#### [EXERCISE SET]
A) Answer these questions using the Fortran and LLVM update:
(i) Which university's LLVM Team made the original Flang attempt?
(ii) Which GCC version does the DragonEgg website say it works with?
(iii) What does lfortran extend the language to include?
B) Repeat the Fortran and LLVM update word for word, starting with "- DragonEgg -- This" and going on through "NVIDIA Flang one.".

#### [DOCUMENT]
## Start
Fortran + LLVM Update
There are now at least five open source Fortran compilers (in various stages of completion) that are based on LLVM:
- Flang -- Original attempt (possibly defunct?) by the LLVM Team at the University of Illinois at Urbana-Champaign.
- Flang -- The first attempt by NVIDIA/PGI. It's some kind of open-sourced version of their commercial compiler being funded by Lawrence Livermore, Sandia and Los Alamos National Laboratories. See previous post when this was first announced in 2015.
- f18 -- The second (modernized) attempt by NVIDIA/PGI, built from the ground up. Intended to be a replacement for the previous one.
- DragonEgg -- This one uses LLVM as a GCC backend. Also seems to be defunct, the website says it only works with the very old GCC 4.6.
- lfortran -- This one is very interesting, since it isn't just a run of the mill Fortran compiler, it extends the language a little bit to include a REPL and some other great ideas. This one seems to have some connection to Los Alamos National Laboratory as well, but doesn't appear to be related to the NVIDIA Flang one.
## End
#### [LISTING]
## Start
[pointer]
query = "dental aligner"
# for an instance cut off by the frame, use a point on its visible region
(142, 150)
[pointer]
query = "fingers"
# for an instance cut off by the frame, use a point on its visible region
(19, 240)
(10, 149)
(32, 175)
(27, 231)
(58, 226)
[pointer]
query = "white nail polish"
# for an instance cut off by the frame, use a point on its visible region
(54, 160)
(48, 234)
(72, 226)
## End
#### [RESULTS BY TASK]
A)
(i) The University of Illinois at Urbana-Champaign.
(ii) The very old GCC 4.6.
(iii) A REPL and some other great ideas.

B)
- DragonEgg -- This one uses LLVM as a GCC backend. Also seems to be defunct, the website says it only works with the very old GCC 4.6.
- lfortran -- This one is very interesting, since it isn't just a run of the mill Fortran compiler, it extends the language a little bit to include a REPL and some other great ideas. This one seems to have some connection to Los Alamos National Laboratory as well, but doesn't appear to be related to the NVIDIA Flang one.